= Page extract =

· · ·

Two months into the ceasefire in Yemen civilians continue to be severely affected by violence according to the medical humanitarian organisation Doctors Without Borders (MSF). Since the ceasefire started in April, MSF facilities and supported hospitals treated a staggering 1,624 people with injuries caused by the intense fighting in Taiz. Nearly half of them are civilians.
Taiz has seen some of the fiercest fighting since the escalation of the conflict began 15 months ago, with shelling, airstrikes, bomb blasts, landmine explosions and sniper fire happening every day. Fighting and shelling takes place in densely populated parts of the city. None of the warring parties appear to be making an effort to prevent casualties among civilians.
“On 3 June we received 122 wounded in our supported facilities, the majority coming as a result of a missile which hit a crowded market in Taiz,” says Salah Dongu’du, MSF project coordinator in Taiz. “A further twelve people were dead on arrival or wounded so seriously that they died soon after arriving at the emergency room. The vast majority were for sure civilians. The next day a further 135 people came in with war-wounds. There is simply no let-up in the violence.”
No matter where in the city, the impact on residents is felt by all, with people losing family members, homes and livelihoods and living in constant fear with no choice than to just go on with their lives. Meanwhile the humanitarian situation continues to deteriorate. People’s access to healthcare is severely limited, there is no electricity, the streets are piled with rubbish, and food and other commodities are only available at inflated prices.
“Recently I walked into one of the emergency rooms where our teams are working,” says MSF head of mission Will Turner. “In front of me were two young children lying in beds next to each other. The boy had been hit by a bullet in the neck as he left the mosque; the girl next to him had her stomach ripped open by a bullet as she waited to collect water. Such tragic stories occur on a daily basis in Taiz. This is totally unacceptable.”
MSF calls on all warring parties in Yemen to take far greater measures to protect civilians and calls for all actors whether they are participating at the peace talks in Kuwait or not, to reduce the intense level of conflict and facilitate at all times un-restricted humanitarian access in Taiz.
As an impartial and neutral medical humanitarian organisation, MSF supports and runs 30 hospitals in 8 governorates across Yemen, treating people irrespective of their religious, tribal, political or military affiliations. More than forty thousand war-wounded patients have been treated in MSF-supported hospitals across Yemen since March 2015.

· · ·

Records from a data source
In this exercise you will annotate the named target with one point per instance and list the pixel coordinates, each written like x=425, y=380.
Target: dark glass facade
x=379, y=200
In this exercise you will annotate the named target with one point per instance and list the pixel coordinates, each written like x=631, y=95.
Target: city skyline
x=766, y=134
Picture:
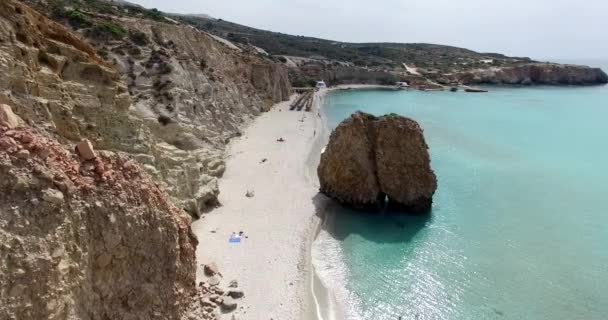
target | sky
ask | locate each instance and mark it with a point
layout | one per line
(540, 29)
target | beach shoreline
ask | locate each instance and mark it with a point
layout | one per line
(286, 212)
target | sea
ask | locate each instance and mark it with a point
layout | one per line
(519, 225)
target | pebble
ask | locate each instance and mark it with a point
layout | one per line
(228, 304)
(53, 196)
(23, 154)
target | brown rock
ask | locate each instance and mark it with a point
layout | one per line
(369, 159)
(236, 294)
(8, 118)
(214, 281)
(85, 150)
(347, 168)
(23, 154)
(403, 164)
(228, 304)
(211, 269)
(53, 196)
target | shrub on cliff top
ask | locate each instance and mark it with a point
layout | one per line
(139, 38)
(107, 30)
(78, 20)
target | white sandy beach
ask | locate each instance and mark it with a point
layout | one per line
(272, 265)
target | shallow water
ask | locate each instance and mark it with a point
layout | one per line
(519, 223)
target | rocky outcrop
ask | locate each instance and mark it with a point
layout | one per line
(536, 73)
(369, 160)
(87, 239)
(167, 94)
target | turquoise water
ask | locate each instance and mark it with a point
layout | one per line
(519, 228)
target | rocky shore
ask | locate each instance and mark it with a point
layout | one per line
(537, 73)
(370, 160)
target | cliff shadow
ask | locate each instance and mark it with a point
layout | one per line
(379, 227)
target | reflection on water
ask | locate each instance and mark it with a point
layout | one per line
(518, 224)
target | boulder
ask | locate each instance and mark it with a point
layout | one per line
(403, 164)
(53, 196)
(8, 118)
(237, 294)
(228, 304)
(369, 160)
(211, 269)
(85, 150)
(347, 171)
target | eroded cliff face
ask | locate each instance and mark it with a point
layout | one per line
(86, 240)
(536, 73)
(369, 160)
(102, 238)
(169, 95)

· · ·

= Study questions =
**1.** In the Taiz report, rewrite the paragraph beginning "No matter where in the city" as a short bulleted list that keeps its main facts.
**2.** Reproduce the Taiz report word for word from "Taiz has seen" to "casualties among civilians.".
The records are separate material and are unrelated to the text.

= Response list =
**1.**
- Residents across the city lose family members, homes and livelihoods and live in constant fear, yet must carry on with their lives.
- The humanitarian situation keeps deteriorating.
- Access to healthcare is severely limited.
- There is no electricity.
- Rubbish is piled in the streets.
- Food and other commodities are available only at inflated prices.

**2.**
Taiz has seen some of the fiercest fighting since the escalation of the conflict began 15 months ago, with shelling, airstrikes, bomb blasts, landmine explosions and sniper fire happening every day. Fighting and shelling takes place in densely populated parts of the city. None of the warring parties appear to be making an effort to prevent casualties among civilians.